Understories rises and falls in the geography of an infinitely complex urban landscape. The book maps a city made up of cities. Narratives made of indirect, minor narratives; stories within stories. The larger tales—Circulation, Runaroundandscreamalot!, The City in the Light of Moths, and The Understory, rise like skyscrapers in that expanse. In between which are a half-dozen case studies on “Urban Planning” that examine topographies where the only buildings are played on film projectors and entire economies and social structures are derived entirely from restaurants. Those crevasses are populated further still by shorts and one-offs that are the equivalent of strolling upon a brilliance of a hidden spot that had previously gone unnoticed:

Our talking is a kudzu of carotids in which we lose our marbles. Hours later, they tumble out as we are snoring, awakening us one at a time, hard little tumors we flick underneath one another. By morning, we lie like border states whose boundaries are rivers, anomalously straight, canals funded by nature.

(Dataset entries)
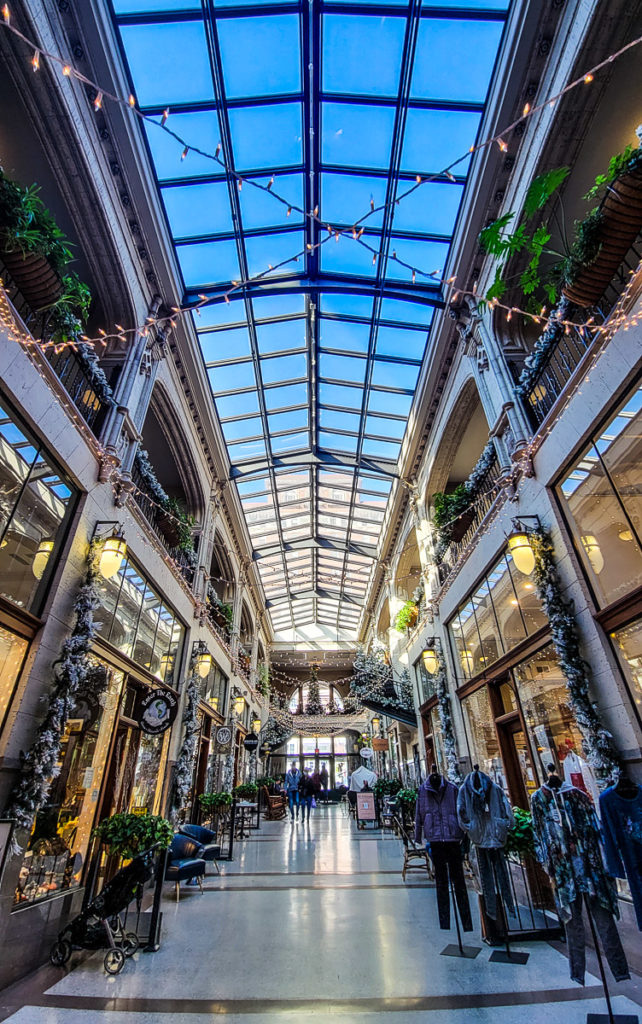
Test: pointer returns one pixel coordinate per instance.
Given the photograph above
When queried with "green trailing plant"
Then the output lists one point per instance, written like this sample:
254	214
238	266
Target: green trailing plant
520	840
407	616
247	791
213	801
128	835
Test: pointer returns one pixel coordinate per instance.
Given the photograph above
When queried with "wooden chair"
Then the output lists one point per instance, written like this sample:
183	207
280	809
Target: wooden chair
415	857
275	806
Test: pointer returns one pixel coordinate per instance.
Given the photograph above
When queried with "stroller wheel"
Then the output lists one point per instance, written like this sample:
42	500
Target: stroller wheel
130	943
60	952
114	961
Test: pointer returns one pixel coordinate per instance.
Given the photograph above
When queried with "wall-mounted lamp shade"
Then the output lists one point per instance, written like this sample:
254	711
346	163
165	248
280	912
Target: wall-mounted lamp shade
114	550
594	553
204	664
41	558
429	658
523	557
468	662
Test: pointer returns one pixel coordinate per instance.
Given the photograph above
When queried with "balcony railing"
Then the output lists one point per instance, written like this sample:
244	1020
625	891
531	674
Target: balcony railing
67	364
156	516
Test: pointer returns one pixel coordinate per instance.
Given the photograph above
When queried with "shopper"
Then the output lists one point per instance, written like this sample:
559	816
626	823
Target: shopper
293	779
307	791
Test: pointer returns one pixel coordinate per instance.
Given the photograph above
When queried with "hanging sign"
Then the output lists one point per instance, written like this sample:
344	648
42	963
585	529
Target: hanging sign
222	739
157	711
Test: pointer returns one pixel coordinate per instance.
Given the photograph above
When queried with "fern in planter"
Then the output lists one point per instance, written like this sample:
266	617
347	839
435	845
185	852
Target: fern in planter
407	616
128	835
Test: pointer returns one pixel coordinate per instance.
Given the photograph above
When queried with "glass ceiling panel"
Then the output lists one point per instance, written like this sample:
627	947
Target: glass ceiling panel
337	142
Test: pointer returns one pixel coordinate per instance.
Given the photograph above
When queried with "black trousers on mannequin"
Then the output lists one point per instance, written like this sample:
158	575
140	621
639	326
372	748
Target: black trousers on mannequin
446	858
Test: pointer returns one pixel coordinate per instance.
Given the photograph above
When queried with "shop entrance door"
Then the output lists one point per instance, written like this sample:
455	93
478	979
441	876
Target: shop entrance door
520	775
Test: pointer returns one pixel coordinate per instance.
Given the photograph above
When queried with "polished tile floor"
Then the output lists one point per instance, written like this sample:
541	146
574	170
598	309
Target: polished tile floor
312	921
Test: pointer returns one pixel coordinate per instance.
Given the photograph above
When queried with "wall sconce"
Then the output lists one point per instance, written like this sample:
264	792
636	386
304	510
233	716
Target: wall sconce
41	558
594	553
519	544
201	658
430	660
114	549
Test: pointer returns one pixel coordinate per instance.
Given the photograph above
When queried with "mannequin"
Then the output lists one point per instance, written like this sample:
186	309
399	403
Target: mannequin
621	807
435	817
568	845
486	816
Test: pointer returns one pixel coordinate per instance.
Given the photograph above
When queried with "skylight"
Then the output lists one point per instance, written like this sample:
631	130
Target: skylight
313	360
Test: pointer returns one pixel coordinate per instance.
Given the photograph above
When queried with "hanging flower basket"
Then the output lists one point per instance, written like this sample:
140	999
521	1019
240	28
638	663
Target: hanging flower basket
33	274
621	223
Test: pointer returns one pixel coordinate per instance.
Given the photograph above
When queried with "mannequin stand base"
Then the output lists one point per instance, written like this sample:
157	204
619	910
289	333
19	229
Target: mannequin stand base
615	1019
501	956
468	952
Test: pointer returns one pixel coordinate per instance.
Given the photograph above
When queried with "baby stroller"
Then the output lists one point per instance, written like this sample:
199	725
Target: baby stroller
99	925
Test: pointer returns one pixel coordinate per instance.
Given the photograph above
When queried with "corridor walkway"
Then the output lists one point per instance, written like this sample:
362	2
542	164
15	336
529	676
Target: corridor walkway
310	921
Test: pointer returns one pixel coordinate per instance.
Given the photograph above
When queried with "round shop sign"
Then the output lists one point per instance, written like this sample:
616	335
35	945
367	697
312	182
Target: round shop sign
157	712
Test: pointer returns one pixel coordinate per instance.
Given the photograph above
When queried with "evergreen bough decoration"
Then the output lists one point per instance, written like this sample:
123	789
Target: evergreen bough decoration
445	720
74	674
597	740
183	772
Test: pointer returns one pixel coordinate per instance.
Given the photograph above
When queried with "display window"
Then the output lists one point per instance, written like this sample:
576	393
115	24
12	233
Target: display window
12	652
601	498
37	503
501	613
58	844
137	623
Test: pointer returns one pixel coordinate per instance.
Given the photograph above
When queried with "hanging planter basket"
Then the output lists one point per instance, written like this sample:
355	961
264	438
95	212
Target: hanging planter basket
622	222
37	281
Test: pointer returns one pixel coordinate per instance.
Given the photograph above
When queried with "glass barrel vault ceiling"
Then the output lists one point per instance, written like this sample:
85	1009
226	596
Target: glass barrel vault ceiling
312	365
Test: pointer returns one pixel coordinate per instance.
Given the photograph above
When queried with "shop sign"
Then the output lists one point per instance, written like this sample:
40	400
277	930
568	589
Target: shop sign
157	711
222	739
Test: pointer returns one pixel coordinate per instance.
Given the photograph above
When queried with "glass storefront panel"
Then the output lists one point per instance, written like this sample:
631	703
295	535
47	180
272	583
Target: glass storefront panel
12	651
544	698
602	499
137	623
484	747
36	504
628	642
59	840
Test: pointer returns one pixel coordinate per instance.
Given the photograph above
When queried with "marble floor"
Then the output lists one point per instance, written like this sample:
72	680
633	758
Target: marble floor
313	921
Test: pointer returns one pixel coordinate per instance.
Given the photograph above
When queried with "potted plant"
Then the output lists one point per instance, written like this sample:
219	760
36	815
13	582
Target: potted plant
407	616
128	835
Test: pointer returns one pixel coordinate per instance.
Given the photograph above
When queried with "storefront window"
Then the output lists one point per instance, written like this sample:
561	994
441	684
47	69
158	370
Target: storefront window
12	651
36	504
484	747
629	646
544	698
498	615
138	623
602	499
59	840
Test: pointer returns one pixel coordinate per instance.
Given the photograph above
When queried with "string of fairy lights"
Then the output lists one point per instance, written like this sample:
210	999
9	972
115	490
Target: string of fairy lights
355	231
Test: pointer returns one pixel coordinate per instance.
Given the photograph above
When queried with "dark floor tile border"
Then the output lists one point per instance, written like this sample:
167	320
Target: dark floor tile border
394	1005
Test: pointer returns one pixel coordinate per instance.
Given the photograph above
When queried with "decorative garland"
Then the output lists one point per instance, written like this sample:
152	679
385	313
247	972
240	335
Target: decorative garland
183	772
74	674
445	719
598	741
535	363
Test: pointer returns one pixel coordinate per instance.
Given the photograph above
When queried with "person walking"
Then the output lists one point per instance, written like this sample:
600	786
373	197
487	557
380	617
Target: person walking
307	791
293	780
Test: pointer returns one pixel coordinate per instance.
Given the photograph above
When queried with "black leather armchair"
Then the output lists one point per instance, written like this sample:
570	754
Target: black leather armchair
210	851
185	861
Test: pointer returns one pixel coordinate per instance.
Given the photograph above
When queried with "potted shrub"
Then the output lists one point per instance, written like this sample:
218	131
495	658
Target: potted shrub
127	835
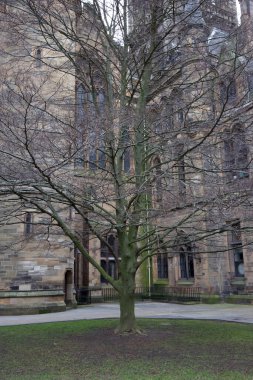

• [What you need to do]
In the extract, how many case studies on “Urban Planning” sit between the larger tales? The data has no role in what is asked here.

• [Expected output]
A half-dozen.